• Task goal:
Repeat exactly the lines from the one containing "black training jacket." through the last line of the records below, both included, and nothing else.

• Materials provided:
- - - - - - -

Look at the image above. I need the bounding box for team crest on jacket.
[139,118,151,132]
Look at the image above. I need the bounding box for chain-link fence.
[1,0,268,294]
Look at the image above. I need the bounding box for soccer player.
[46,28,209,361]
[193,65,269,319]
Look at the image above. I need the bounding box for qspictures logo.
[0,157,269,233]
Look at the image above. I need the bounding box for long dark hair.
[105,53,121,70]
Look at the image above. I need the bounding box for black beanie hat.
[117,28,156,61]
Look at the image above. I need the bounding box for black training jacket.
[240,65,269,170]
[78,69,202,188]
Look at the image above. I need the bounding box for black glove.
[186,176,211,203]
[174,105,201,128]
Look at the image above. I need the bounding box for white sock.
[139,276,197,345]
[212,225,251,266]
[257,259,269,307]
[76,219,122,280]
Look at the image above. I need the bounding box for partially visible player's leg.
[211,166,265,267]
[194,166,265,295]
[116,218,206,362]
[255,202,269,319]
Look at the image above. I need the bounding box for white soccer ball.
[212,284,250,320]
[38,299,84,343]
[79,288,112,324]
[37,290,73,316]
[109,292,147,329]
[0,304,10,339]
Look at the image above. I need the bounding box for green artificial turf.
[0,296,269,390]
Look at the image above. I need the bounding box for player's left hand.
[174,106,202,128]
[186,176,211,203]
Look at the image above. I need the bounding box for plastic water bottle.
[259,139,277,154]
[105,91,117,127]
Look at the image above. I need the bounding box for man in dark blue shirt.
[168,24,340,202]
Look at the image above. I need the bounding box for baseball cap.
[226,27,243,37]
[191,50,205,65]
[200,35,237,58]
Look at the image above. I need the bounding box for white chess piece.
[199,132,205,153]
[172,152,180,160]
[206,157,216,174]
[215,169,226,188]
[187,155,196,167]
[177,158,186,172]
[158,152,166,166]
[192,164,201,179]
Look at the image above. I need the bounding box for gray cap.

- - - - - - -

• Solution to this problem:
Look at the image above. I need the bounding box for black training jacket.
[240,65,269,170]
[78,69,202,188]
Look at the image above. I need the bounding box for black glove.
[186,176,211,203]
[174,105,201,128]
Look at the image above. I need the bounding box for white sock.
[139,276,197,345]
[212,225,251,266]
[257,259,269,307]
[76,219,122,280]
Look at the image above. I need the bounding box for partially visible player's leg.
[211,166,265,267]
[194,166,265,295]
[116,218,206,362]
[255,202,269,319]
Look at the image above. I need the bounding box for white soccer ball.
[212,284,250,320]
[38,299,84,343]
[79,288,112,324]
[37,290,73,316]
[109,292,147,329]
[0,304,10,339]
Look at the image above. I need the bounding box for green artificial turf.
[0,296,269,390]
Look at the image above. I need the bounding box for player's left hand.
[174,106,202,128]
[186,176,211,203]
Look at the image above. I need the bounding box for plastic water bottle.
[259,139,277,154]
[105,91,117,127]
Look at the image above. I need the bounding box for man in dark blue shirt.
[168,24,340,202]
Look at the image above. I need the bounding box for baseball cap.
[226,27,243,37]
[191,50,205,65]
[200,35,237,58]
Look at the image above. I need the bounding box for white chess piece.
[199,132,205,153]
[172,152,180,160]
[206,157,216,174]
[215,169,226,188]
[187,155,196,167]
[177,158,186,172]
[158,152,166,166]
[192,164,201,179]
Look at the image above. I need the bounding box for gray cap.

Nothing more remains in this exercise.